— Given data —

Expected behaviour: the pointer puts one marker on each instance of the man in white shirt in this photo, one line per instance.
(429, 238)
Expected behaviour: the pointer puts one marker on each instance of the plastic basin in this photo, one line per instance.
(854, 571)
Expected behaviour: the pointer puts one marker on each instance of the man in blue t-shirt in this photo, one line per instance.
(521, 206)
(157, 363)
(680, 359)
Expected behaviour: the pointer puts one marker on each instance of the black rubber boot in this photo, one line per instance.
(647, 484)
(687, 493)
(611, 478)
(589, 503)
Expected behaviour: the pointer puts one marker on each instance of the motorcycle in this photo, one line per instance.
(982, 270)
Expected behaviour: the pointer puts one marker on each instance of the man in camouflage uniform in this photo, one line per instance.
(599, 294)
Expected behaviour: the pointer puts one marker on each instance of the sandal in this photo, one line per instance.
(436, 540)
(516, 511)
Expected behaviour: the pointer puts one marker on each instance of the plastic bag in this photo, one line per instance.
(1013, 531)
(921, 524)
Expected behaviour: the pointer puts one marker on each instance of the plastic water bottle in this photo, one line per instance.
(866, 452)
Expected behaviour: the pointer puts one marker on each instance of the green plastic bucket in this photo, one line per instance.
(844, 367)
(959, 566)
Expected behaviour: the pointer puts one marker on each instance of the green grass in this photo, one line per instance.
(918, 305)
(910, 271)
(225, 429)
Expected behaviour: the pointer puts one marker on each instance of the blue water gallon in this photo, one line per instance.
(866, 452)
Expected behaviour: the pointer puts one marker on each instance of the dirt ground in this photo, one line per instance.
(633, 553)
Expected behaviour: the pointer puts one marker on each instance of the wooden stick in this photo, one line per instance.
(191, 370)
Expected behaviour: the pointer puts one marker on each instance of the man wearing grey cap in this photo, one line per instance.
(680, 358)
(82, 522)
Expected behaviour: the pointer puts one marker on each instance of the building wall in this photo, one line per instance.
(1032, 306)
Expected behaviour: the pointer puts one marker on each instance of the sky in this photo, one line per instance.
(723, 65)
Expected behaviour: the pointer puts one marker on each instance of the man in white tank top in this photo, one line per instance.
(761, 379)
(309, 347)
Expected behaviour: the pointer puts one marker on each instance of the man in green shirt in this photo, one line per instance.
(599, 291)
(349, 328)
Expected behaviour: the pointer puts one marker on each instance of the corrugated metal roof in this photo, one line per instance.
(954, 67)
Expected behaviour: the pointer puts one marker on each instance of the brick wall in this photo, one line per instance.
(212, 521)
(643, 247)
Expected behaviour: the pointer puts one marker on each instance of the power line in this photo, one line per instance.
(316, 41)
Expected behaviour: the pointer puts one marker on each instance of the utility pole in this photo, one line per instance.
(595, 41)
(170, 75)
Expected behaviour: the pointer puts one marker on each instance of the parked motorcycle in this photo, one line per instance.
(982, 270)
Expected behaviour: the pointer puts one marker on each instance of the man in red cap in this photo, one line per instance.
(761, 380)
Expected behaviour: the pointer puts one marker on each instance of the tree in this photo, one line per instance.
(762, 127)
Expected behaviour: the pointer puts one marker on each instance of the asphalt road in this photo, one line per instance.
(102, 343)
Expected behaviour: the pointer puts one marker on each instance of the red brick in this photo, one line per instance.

— Instructions to follow —
Output the full listing exactly as it stands.

— Expected answer —
Expected behaviour: the pointer puts one marker on each instance of the man in white shirt in this photo, one line per instance.
(429, 238)
Expected behaviour: the pointer puts one marker on each instance of the plastic basin in this photo, one line per instance.
(854, 571)
Expected behaviour: the pointer puts one marker on each instance of the man in blue t-shirt in this photo, one line per instance.
(521, 206)
(157, 363)
(680, 359)
Expected behaviour: the pointer puts one marker on each instance of the black rubber boot in this photo, one line per instance.
(647, 484)
(687, 493)
(611, 478)
(589, 503)
Expected behaviour: the pointer puts one marker on each instance of the motorcycle in this photo, one line per instance.
(982, 270)
Expected behaviour: the pointer puts one marker on each instance of the man in camouflage uniform in this photo, one line per instance.
(599, 294)
Expected behaviour: the pointer puts one marker on each instance of the sandal in this photo, one line per instance.
(436, 540)
(516, 511)
Expected behaviour: the pointer puts one marker on each instance of the plastic bag in this photo, one line per instance.
(1013, 531)
(921, 524)
Expected behaviour: the pointer puts one marker on each instance of the plastic water bottle in this photo, one line per instance.
(866, 452)
Expected behaviour: the pointer puts one marker on each instance of the green plastic bucket in this photo, one line per instance.
(844, 367)
(959, 566)
Expected behaviour: the pointer puts one marker on each instance of the green grass in this photo, one line per instance.
(918, 305)
(910, 271)
(225, 429)
Expected behaviour: the pointer puts one marker on each instance of the blue water gallon in this photo, one line per instance.
(866, 452)
Expected behaviour: the pointer puts one marker on each instance of the dirt ground in this photo, one line per instance.
(633, 553)
Expected behaviour: the pointer puts one marker on each instance of the wooden stick in this photo, one line per instance.
(191, 370)
Expected behaviour: the pointer puts one marker on each instance of the man wearing grey cap in this photo, one line per instance.
(680, 358)
(82, 522)
Expected behaviour: the pointer puts one marker on each instance of the building wall in this photo, one line per instance.
(1032, 306)
Expected behaviour: the pointer puts one marker on each instance of the sky in this photo, one line per instance.
(723, 65)
Expected behaviour: the pointer puts one marker on each instance of the man in white tank top in this photo, one line per instance.
(761, 379)
(309, 347)
Expected behaviour: the pointer puts one marker on each instance of the man in green shirt in this photo, one line per instance.
(599, 291)
(349, 328)
Expected behaviour: the pointer puts one marker on each instance of the corrugated metal roof in this photo, one line per instance.
(954, 67)
Expected behaviour: the pointer puts one marker on each instance of the brick wall in this photo, one line per instance.
(212, 521)
(643, 247)
Expected behaviour: the pointer puts one marker on each instance of the power line in this photo, one line per instance.
(316, 41)
Expected behaviour: the pointer puts one marker on each instance of the utility pole in this photo, one line per instance.
(595, 41)
(170, 75)
Expected behaviour: the pointer puts one marker on each instance of the parked motorcycle in this photo, one line per instance.
(982, 270)
Expected behaviour: the pointer puts one marker on each instance of the man in red cap in this photo, one line per instance.
(761, 380)
Expected behaviour: the pointer puts one marker on each instance of the tree in this photo, one line per instance.
(762, 127)
Expected behaviour: the pointer puts one marker on each instance of the asphalt road in this photo, one line per instance.
(102, 343)
Expected behaviour: the pointer puts one marker on each instance of the red brick in this photo, one line per instance.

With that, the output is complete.